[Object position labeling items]
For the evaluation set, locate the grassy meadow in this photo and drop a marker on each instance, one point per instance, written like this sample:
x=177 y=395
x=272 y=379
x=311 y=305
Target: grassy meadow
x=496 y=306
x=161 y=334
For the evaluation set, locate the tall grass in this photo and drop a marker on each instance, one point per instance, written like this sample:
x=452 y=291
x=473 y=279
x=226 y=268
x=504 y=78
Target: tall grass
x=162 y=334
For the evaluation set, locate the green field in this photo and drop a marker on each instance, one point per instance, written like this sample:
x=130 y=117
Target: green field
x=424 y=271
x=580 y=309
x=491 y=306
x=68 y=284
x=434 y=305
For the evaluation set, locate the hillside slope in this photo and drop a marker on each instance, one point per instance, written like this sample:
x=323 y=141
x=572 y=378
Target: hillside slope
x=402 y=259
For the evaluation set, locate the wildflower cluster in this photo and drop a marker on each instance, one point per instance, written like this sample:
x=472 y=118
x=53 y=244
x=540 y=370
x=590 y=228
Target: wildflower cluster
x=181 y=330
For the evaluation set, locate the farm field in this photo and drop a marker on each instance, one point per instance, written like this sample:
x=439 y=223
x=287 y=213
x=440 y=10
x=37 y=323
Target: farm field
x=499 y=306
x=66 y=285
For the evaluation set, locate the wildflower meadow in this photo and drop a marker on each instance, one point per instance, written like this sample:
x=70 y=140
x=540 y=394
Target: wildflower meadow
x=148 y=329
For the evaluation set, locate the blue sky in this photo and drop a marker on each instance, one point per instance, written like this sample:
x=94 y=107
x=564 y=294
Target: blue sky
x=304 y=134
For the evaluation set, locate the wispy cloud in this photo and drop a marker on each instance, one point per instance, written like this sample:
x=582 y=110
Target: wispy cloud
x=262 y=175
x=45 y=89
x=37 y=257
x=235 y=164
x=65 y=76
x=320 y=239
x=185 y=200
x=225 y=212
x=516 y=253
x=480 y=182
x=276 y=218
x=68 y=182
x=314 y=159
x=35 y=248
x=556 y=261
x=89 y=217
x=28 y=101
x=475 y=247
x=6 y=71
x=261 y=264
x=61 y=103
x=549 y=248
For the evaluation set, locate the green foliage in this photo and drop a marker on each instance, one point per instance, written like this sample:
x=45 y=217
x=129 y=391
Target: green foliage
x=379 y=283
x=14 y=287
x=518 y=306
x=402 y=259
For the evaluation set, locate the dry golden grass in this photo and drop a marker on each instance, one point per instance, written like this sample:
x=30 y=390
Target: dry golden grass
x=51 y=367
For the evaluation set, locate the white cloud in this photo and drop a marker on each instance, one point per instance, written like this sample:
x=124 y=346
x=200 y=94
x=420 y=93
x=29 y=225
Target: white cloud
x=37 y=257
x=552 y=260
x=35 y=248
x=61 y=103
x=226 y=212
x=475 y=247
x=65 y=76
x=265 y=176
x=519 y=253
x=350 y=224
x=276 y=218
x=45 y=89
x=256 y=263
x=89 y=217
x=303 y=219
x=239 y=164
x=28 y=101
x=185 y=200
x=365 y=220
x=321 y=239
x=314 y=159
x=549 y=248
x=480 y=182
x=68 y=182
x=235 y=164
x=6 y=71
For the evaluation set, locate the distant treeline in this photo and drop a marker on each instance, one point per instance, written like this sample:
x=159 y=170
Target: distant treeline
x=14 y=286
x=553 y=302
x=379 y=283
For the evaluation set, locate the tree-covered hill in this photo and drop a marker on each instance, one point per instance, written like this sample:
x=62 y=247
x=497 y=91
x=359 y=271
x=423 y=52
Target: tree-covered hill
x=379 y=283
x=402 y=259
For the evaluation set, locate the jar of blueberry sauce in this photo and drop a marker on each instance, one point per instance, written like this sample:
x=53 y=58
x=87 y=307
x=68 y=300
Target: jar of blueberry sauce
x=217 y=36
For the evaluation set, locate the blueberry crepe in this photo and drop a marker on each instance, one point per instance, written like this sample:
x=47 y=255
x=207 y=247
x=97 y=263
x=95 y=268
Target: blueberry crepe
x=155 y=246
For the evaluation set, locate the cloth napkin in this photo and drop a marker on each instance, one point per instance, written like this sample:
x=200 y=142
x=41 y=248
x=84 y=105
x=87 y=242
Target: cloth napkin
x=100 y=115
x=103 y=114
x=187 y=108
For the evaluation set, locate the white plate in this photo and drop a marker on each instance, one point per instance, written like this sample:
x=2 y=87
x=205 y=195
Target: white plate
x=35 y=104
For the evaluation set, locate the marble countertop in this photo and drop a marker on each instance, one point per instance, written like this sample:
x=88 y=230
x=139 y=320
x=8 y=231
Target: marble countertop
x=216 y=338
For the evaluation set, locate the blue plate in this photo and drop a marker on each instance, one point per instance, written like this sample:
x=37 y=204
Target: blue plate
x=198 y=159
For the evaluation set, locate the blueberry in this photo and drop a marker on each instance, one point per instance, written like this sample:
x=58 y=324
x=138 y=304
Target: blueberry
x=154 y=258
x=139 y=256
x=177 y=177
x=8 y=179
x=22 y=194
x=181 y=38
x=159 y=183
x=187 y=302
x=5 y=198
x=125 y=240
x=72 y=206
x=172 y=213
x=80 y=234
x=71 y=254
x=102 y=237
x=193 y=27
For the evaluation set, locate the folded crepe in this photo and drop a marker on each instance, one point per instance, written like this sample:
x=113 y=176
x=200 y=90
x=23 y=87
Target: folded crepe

• Stated exercise:
Please rewrite all of the items above, replacing "drop a marker" with "place a marker" and leaving everything else unchanged.

• Completed task:
For the evaluation set, locate the grassy meadow in this photo and place a marker on each instance, one point per instance, written like this sample:
x=177 y=395
x=272 y=379
x=311 y=305
Target: grassy meadow
x=496 y=306
x=161 y=334
For the evaluation set, locate the tall grass in this photo and place a marker on each instance, one point per instance, written like this sample:
x=452 y=291
x=473 y=279
x=226 y=268
x=504 y=78
Target: tall grass
x=162 y=334
For the evaluation set, locate the green field in this photo and place a marker on each instance, one point per instance, written like this sample:
x=130 y=117
Target: green field
x=424 y=271
x=580 y=309
x=491 y=306
x=68 y=284
x=434 y=305
For the evaluation set, locate the hillside slope in this photo and place a marker on each instance, one point per instance, written like this sample:
x=323 y=141
x=572 y=378
Target: hillside slope
x=402 y=259
For the evaluation set, locate the wildflower cluster in this photo and place a marker on each instance, one point per instance, written like this sample:
x=472 y=118
x=53 y=244
x=540 y=370
x=590 y=228
Target: wildflower cluster
x=181 y=330
For the evaluation set, locate the farm field in this photo and place a marker on each instance, one point per instance, written like this sample:
x=439 y=223
x=287 y=213
x=440 y=10
x=37 y=323
Target: farm field
x=499 y=306
x=66 y=285
For the evaluation set, locate the wildflower meadow in this photo and place a marker on each instance, one point per instance, written like this sample:
x=70 y=140
x=540 y=394
Target: wildflower meadow
x=148 y=329
For the evaluation set, locate the blue sky in this photo and place a marker on each instance, one point per instance, written like this sample:
x=94 y=107
x=564 y=294
Target: blue sky
x=304 y=134
For the evaluation set, locate the wispy cloud in this photo and place a marker on each instance, one point per instance, written like this sample:
x=582 y=110
Target: wispy cloud
x=262 y=175
x=45 y=89
x=37 y=257
x=235 y=164
x=65 y=76
x=320 y=239
x=185 y=200
x=225 y=212
x=516 y=253
x=480 y=182
x=276 y=218
x=68 y=182
x=314 y=159
x=35 y=248
x=556 y=261
x=89 y=217
x=28 y=101
x=475 y=247
x=6 y=71
x=261 y=264
x=61 y=103
x=549 y=248
For the evaluation set, locate the green foliage in this photo and place a marker on each instance, one point per instance, written like this sample:
x=45 y=217
x=129 y=391
Target: green foliage
x=379 y=283
x=14 y=287
x=518 y=306
x=402 y=259
For the evaluation set, locate the dry golden grass in this photo and place a marker on each instance, one point per instance, written like this sample:
x=30 y=390
Target: dry golden grass
x=51 y=367
For the evaluation set, locate the white cloud in this photo and place a marker on each instance, one point per instance, written like this sample:
x=124 y=346
x=200 y=94
x=420 y=93
x=29 y=225
Target: white cloud
x=37 y=257
x=552 y=260
x=35 y=248
x=61 y=103
x=226 y=212
x=475 y=247
x=65 y=76
x=265 y=176
x=519 y=253
x=350 y=224
x=276 y=218
x=45 y=89
x=256 y=263
x=89 y=217
x=303 y=219
x=239 y=164
x=28 y=101
x=185 y=200
x=365 y=220
x=321 y=239
x=314 y=159
x=549 y=248
x=480 y=182
x=68 y=182
x=235 y=164
x=6 y=71
For the evaluation set, locate the distant treeline in this photo and place a marker on each instance, one point per instance, written like this sample:
x=159 y=170
Target: distant treeline
x=14 y=286
x=553 y=302
x=379 y=283
For the evaluation set, locate the tree-covered hill in this photo and place a marker on each instance, one point per instance, written like this sample:
x=62 y=247
x=497 y=91
x=359 y=271
x=423 y=52
Target: tree-covered hill
x=379 y=283
x=402 y=259
For the evaluation set, locate the jar of blueberry sauce in this photo and place a marker on each instance, one point per instance, written like this sample:
x=53 y=58
x=87 y=307
x=68 y=300
Target: jar of blueberry sauce
x=217 y=36
For the evaluation set, locate the blueberry crepe in this photo and place a marker on each instance, one point per instance, written like this sample:
x=47 y=255
x=207 y=247
x=97 y=263
x=95 y=268
Target: blueberry crepe
x=155 y=246
For the evaluation set, locate the cloth napkin in this photo and place a marker on each instance, one point per instance, written like this sample:
x=200 y=142
x=41 y=248
x=84 y=105
x=87 y=242
Target: cloth napkin
x=100 y=115
x=103 y=114
x=187 y=108
For the evaluation set, locate the white plate in this photo and place a marker on each instance, one point per instance, written like this sample:
x=2 y=87
x=205 y=195
Target: white plate
x=35 y=104
For the evaluation set, locate the marble countertop in this photo and place a marker on each instance, one point per instance, written like this sample:
x=88 y=230
x=139 y=320
x=8 y=231
Target: marble countertop
x=216 y=338
For the evaluation set, locate the blue plate in this photo and place a marker on each instance, one point per instance, written like this sample:
x=37 y=204
Target: blue plate
x=198 y=159
For the evaluation set, locate the blueberry in this photo and place a marker on each instance, one point per instance, written like this sample:
x=58 y=324
x=138 y=304
Target: blueberry
x=154 y=258
x=139 y=256
x=177 y=177
x=8 y=179
x=22 y=194
x=181 y=38
x=159 y=183
x=187 y=302
x=5 y=198
x=125 y=240
x=72 y=206
x=172 y=213
x=80 y=234
x=71 y=254
x=102 y=237
x=193 y=27
For the evaluation set, locate the folded crepe in this photo and place a marker on each instance, one point per instance, written like this sample:
x=113 y=176
x=200 y=90
x=23 y=87
Target: folded crepe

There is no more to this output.